**Text section**
***
Event Streaming#

This Role is required to enable the Carbonio Active Replica feature, the foundation of High Availability on Carbonio, and is based on Apache’s Kafka and ZooKeeper, which must be installed together on the same Node. For better performances, it is strongly suggested to install both the services on a dedicated Node, otherwise you can opt to directly access a Kafka + ZooKeeper service provided as a Saas solution.

In the remainder, you find the installation and configuration instructions for both software on a node dedicated in the same infrastructure that hosts the other Carbonio Nodes.

It is possible to install multiple Event Streaming Roles in a Carbonio infrastructure: in this case, you need to make sure that the ZooKeeper’s configuration is replicated on every Event Streaming Node.

Installation of Apache ZooKeeper#

Instructions are currently provided for Ubuntu; installation on RHEL should be almost the same, but official directions will follow soon.

Requirements and Preliminary Tasks#

All the installation tasks are done via CLI, so you need some acquaintance with it.

We also assume you are using ZooKeeper version 3.8.3, you can however use other 3.8.x versions: check their availability on the Apache ZooKeeper official page, and remember to replace the version in the directions below.

Moreover, to setup ZooKeeper, you need:

  • a dedicated user, carbonio-queue, shared with Kafka

    # adduser --system --group --home '/var/lib/queue/' 'carbonio-queue'
    
  • a ZooKeeper data directory: /var/lib/queue/zookeeper/

    # mkdir /var/lib/queue/zookeeper/
    

Installation#

# apt update -y
# apt install -y openjdk-17-jre-headless
# wget https://dlcdn.apache.org/zookeeper/zookeeper-3.8.3/apache-zookeeper-3.8.3-bin.tar.gz
# tar -xpvzf apache-zookeeper-3.8.3-bin.tar.gz -C /opt/
# mv /opt/apache-zookeeper-3.8.3-bin /opt/zookeeper
# rm -f apache-zookeeper.tar.gz
# chown carbonio-queue:root -R /opt/zookeeper/
# chown carbonio-queue: -R /var/lib/queue/

Configuration#

Copy the sample configuration into /opt/zookeeper/conf/zoo.cfg and update the dataDir:

# cp /opt/zookeeper/conf/zoo_sample.cfg /opt/zookeeper/conf/zoo.cfg
# sed -i -e 's@dataDir=.*@dataDir=/var/lib/queue/zookeeper/@g' /opt/zookeeper/conf/zoo.cfg

Hint

If you do not feel comfortable with the sed command, you can edit the file manually: find the line starting with dataDir= and replace any path after the = with /var/lib/queue/zookeeper.

Define a ZooKeeper ID#

Each Node in a Carbonio infrastructure must have a unique ZooKeeper ID, which is required for its correct operating.
***
**Stored data**
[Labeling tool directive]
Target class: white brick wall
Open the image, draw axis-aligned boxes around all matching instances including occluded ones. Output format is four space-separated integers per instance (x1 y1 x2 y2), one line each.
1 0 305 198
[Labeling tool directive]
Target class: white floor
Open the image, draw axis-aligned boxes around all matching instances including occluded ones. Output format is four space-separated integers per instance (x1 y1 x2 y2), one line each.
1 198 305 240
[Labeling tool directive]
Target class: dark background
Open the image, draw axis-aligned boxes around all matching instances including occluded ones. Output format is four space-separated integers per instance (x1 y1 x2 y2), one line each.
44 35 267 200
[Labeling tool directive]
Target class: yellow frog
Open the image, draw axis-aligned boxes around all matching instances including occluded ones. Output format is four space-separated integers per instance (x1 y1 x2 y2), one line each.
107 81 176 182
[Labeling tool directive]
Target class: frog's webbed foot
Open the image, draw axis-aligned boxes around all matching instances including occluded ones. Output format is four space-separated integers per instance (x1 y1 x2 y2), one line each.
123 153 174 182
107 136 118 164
***
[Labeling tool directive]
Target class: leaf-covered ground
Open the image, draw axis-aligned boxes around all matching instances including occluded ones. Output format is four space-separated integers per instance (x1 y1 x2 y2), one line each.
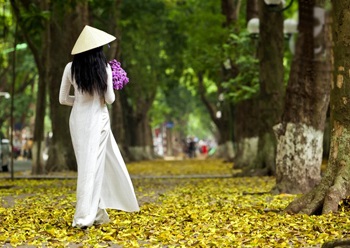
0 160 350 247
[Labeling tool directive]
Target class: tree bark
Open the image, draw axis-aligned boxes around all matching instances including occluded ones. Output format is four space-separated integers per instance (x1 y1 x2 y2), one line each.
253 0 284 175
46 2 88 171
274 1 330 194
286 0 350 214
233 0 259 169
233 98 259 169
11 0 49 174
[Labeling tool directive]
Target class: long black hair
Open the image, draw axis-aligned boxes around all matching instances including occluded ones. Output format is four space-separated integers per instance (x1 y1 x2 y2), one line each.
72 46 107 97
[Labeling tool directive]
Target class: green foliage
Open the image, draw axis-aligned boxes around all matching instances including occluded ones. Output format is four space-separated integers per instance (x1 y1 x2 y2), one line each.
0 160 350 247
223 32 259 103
***
**Required actions**
#1 According to the Event Streaming text, what is the name of the dedicated user that ZooKeeper shares with Kafka?
#2 Reproduce the Event Streaming text between "This Role is" and "Event Streaming Node.", inclusive.
#3 Proceed with the Event Streaming text from the point where it stops.
The material is not used in any of this work.

**Response list**
#1 carbonio-queue

#2
This Role is required to enable the Carbonio Active Replica feature, the foundation of High Availability on Carbonio, and is based on Apache’s Kafka and ZooKeeper, which must be installed together on the same Node. For better performances, it is strongly suggested to install both the services on a dedicated Node, otherwise you can opt to directly access a Kafka + ZooKeeper service provided as a Saas solution.

In the remainder, you find the installation and configuration instructions for both software on a node dedicated in the same infrastructure that hosts the other Carbonio Nodes.

It is possible to install multiple Event Streaming Roles in a Carbonio infrastructure: in this case, you need to make sure that the ZooKeeper’s configuration is replicated on every Event Streaming Node.

#3
Define a value for the Node (we use 10) on which ZooKeper is installed and add it to the file

# ZOOKEEPER_ID=10
# echo $ZOOKEEPER_ID > /var/lib/queue/zookeeper/myid

If you install a second and even a third Event Streaming Role, you have then to append at the end of the configuration file /opt/zookeeper/conf/zoo.cfg one entry for every zookeeper node, using the format server.[ZOOKEEPER_ID]=[NODE_IP]:2888:3888

For example, suppose you want to install a three-nodes Event Streaming. You have already you assigned ZOOKEEPER_ID=1O to node IP 10.0.10.11 and you add

  • ID ZOOKEEPER_ID=2O to node IP 10.0.10.12

  • ID ZOOKEEPER_ID=3O to node IP 10.0.10.13

You need to make sure that three entries are added to file /opt/zookeeper/conf/zoo.cfg on every Node:

# echo "server.10=10.0.10.11:2888:3888" >> /opt/zookeeper/conf/zoo.cfg
# echo "server.20=10.0.10.12:2888:3888" >> /opt/zookeeper/conf/zoo.cfg
# echo "server.30=10.0.10.13:2888:3888" >> /opt/zookeeper/conf/zoo.cfg

Create System Unit file#

Copy this snippet to define a minimal zookeeper configuration into file /lib/systemd/system/carbonio-zookeeper.service.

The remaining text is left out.